** DATA TO EXAMINE follows **

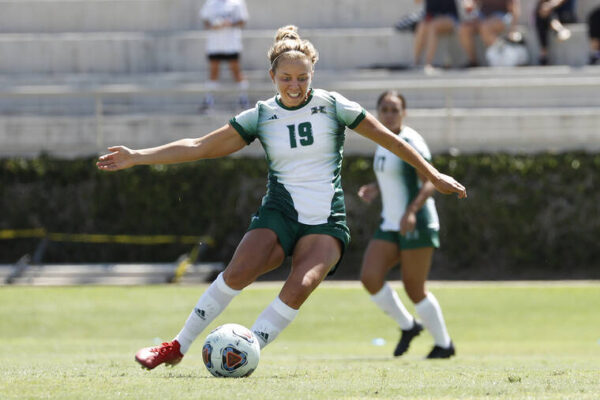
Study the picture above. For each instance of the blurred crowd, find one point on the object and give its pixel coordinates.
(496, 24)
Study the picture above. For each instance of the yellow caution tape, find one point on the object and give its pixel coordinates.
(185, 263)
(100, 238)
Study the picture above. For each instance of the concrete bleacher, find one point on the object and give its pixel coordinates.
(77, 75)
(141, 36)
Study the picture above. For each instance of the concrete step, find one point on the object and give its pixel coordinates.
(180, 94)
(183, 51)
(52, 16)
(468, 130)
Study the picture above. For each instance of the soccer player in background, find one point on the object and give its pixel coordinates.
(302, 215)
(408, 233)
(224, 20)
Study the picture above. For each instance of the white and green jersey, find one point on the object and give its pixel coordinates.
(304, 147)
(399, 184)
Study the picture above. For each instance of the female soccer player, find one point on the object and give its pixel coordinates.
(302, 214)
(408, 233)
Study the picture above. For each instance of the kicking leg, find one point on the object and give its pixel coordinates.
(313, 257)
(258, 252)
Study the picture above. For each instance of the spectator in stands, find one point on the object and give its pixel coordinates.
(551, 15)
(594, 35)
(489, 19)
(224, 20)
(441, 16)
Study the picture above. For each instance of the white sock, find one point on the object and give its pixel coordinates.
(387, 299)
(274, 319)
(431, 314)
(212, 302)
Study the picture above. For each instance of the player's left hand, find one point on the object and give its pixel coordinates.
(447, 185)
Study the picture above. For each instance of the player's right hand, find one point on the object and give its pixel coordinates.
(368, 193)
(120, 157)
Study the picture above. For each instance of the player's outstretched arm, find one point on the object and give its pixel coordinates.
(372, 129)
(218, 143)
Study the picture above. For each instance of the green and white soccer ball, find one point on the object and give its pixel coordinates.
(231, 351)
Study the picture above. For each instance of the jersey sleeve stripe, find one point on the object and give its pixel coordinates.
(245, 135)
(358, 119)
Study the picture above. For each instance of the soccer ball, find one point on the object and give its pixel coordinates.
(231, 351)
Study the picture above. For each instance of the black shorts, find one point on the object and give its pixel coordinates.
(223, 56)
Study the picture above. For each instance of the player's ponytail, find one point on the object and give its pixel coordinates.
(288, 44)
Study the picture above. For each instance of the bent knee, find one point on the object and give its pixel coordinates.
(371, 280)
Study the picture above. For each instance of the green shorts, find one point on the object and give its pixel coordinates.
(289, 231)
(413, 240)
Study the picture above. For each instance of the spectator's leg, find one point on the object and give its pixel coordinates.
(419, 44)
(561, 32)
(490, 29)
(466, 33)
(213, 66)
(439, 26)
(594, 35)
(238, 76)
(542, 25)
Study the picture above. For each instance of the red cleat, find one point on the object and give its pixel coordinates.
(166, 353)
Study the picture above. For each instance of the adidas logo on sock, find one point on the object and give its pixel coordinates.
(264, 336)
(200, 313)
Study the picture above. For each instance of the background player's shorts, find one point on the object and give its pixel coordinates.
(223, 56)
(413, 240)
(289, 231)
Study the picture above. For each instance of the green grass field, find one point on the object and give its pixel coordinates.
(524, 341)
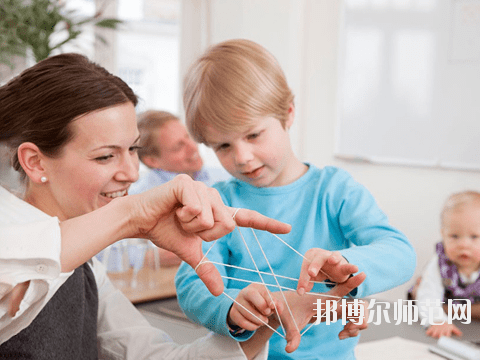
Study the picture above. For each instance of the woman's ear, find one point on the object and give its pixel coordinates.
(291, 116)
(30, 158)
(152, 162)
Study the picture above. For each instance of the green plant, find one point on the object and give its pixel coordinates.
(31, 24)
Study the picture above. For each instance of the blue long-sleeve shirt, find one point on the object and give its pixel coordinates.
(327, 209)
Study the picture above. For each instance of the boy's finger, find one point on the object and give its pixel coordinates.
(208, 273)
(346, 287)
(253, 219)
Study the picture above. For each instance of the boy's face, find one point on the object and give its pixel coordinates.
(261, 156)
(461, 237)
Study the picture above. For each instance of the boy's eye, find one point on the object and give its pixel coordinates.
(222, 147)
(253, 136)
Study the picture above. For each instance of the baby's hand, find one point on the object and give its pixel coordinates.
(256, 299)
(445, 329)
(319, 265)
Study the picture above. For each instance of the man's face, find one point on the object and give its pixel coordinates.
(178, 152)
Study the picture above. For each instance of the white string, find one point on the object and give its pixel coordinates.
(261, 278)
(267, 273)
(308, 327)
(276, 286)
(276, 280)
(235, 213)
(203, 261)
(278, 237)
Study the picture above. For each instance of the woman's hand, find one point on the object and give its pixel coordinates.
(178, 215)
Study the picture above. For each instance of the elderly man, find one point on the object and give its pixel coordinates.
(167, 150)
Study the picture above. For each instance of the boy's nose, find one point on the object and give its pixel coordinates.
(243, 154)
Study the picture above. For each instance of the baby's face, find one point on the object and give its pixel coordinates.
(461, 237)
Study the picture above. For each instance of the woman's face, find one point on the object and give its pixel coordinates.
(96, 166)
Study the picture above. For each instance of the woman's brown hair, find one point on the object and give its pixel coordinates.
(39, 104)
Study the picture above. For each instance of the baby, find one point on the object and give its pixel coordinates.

** End of DATA TO EXAMINE **

Make an exact copy of the listing above, omitting the pictures.

Study the picture above. For each instance of the blurred crowd, find one point on the object and give its pixel coordinates.
(496, 24)
Study the picture above. For each instance of the yellow caution tape, find one point on the object and give its pixel coordinates.
(185, 263)
(100, 238)
Study the picture above. For each instance of the concrete bleacher, find one point on the object and give its pixel coordinates.
(77, 75)
(141, 36)
Study the picture above. For each instance of the concrete step, find one point on the object and give its pixel coordinates.
(180, 94)
(183, 51)
(52, 16)
(468, 130)
Study the picture above. For each instance of the soccer player in background, find one point on the object and give its pixel coordinates.
(302, 215)
(408, 233)
(224, 20)
Study the picture above. For each instance of the white and green jersey, find one point on the object and give its pixel coordinates.
(304, 147)
(399, 184)
Study the picture above. For each instance of the female soccer player, find one point on the object and give its pixel coordinates.
(302, 214)
(408, 233)
Study the picture above. For each instance of the kicking leg, find one point on the object and give its pixel coordinates.
(313, 257)
(258, 252)
Study the picture above. For each instance of the spectator in stands, find one point on the object and give its pixel coordinates.
(551, 15)
(594, 35)
(489, 19)
(224, 20)
(441, 16)
Study the picture above. For each instance of the white sock, find one point on the object and give its pixel coordinates.
(387, 299)
(274, 319)
(431, 314)
(212, 302)
Study the picture above. For each instance of the player's left hand, find one point on the object and give its pixel coordinates.
(447, 185)
Study the picture above. For each instance of the player's right hand, find one point on the object and give its pixel coordinates.
(368, 193)
(120, 157)
Study the picture above. For each instance of the player's outstretched arm, find one point on the object and give its pixel coordinates.
(372, 129)
(218, 143)
Study the picture above. For each instance of the green and white soccer ball, find one point on the object and give its pixel coordinates.
(231, 351)
Study the picture above. For each instance of the jersey sleeve stripe, find one point on the object and give its pixel coordinates.
(245, 135)
(358, 119)
Study the picture above. For each instance of the soccer ball, find one point on the object and give its pixel coordinates.
(231, 351)
Study the picture above. For each instance of the black shorts, find one point on the object and give its pixel coordinates.
(223, 56)
Study the picture above. For each instance of the player's ponytail, find one point on the object and give its pixel coordinates.
(288, 44)
Study the picture above. For each instance of the bent knee, find one point on the object and give its pixel coordinates.
(371, 280)
Study the picture above. For each instance of the green shorts, find one point on the object and give its pixel coordinates.
(289, 231)
(413, 240)
Study the picture above. For each instance of the spectator's leg, find one point on the object and give its pixel coordinates.
(419, 44)
(561, 32)
(490, 29)
(466, 33)
(213, 66)
(439, 26)
(594, 35)
(238, 76)
(542, 25)
Study the picture above. For each instance of the red cleat, find one point on the object and give its pixel coordinates.
(166, 353)
Study the picture above. For each instance of the adidas logo on sock, find one point on the object and give its pixel coordinates.
(264, 336)
(200, 313)
Study the picture above. For each instance of the background player's shorts, find one point on the object and give its pixel coordinates.
(223, 56)
(413, 240)
(289, 231)
Study the picture above. For each instance of the green grass field, find one point on the object and give its pixel coordinates.
(524, 341)
Study the picture above. For each instance of the woman's ear, find one point on the object and give its pixel coordinates.
(291, 116)
(30, 158)
(152, 162)
Study the picture above. For each instance of the green plant, find one point on the object and give its pixel coordinates.
(31, 24)
Study the picture above. For each instance of the blue long-sleeve shirt, find one point on the object and give its pixel coordinates.
(327, 209)
Study the picture above. For each instance of the boy's finger, find one point on the object and give its pixel coordinates.
(208, 273)
(346, 287)
(253, 219)
Study the picture above. For each instance of the boy's face, find one point on the object and give its pixel coordinates.
(261, 156)
(461, 237)
Study the picture above. For each instance of the boy's eye, find one point on the object and give its pixel coordinates.
(222, 147)
(253, 136)
Study the picture above. For each instance of the baby's hand, find one point on the object and give its pixel coordinates.
(256, 299)
(445, 329)
(319, 265)
Study the picture above. For each instance of the man's face, find one point on the object and give its pixel coordinates.
(178, 152)
Study the picture above. For each instance of the white string, find one point on the object and give its pixel coordinates.
(261, 278)
(267, 273)
(308, 327)
(276, 286)
(276, 280)
(235, 213)
(203, 261)
(278, 237)
Study the picture above. For each instance of the woman's hand, find one point on the object and give its pixel coordinates.
(178, 215)
Study the picture above. For each instance of the elderly man, find one point on the object and give its pixel coordinates.
(167, 150)
Study the picture above. For each instance of the boy's nose, find one point on the object and give its pixel coordinates.
(243, 154)
Study the picture above. For each instance of the baby's face, find one point on the object and give its pixel coordinates.
(461, 237)
Study the picture above. For each instance of the woman's face, find one point on the object and give its pixel coordinates.
(96, 166)
Study the picture above. For each instance of the woman's brown hair, find one point on the object and give its pixel coordinates.
(39, 104)
Study the picture above. For each instance of the baby, find one point on the object and give its pixel coordinates.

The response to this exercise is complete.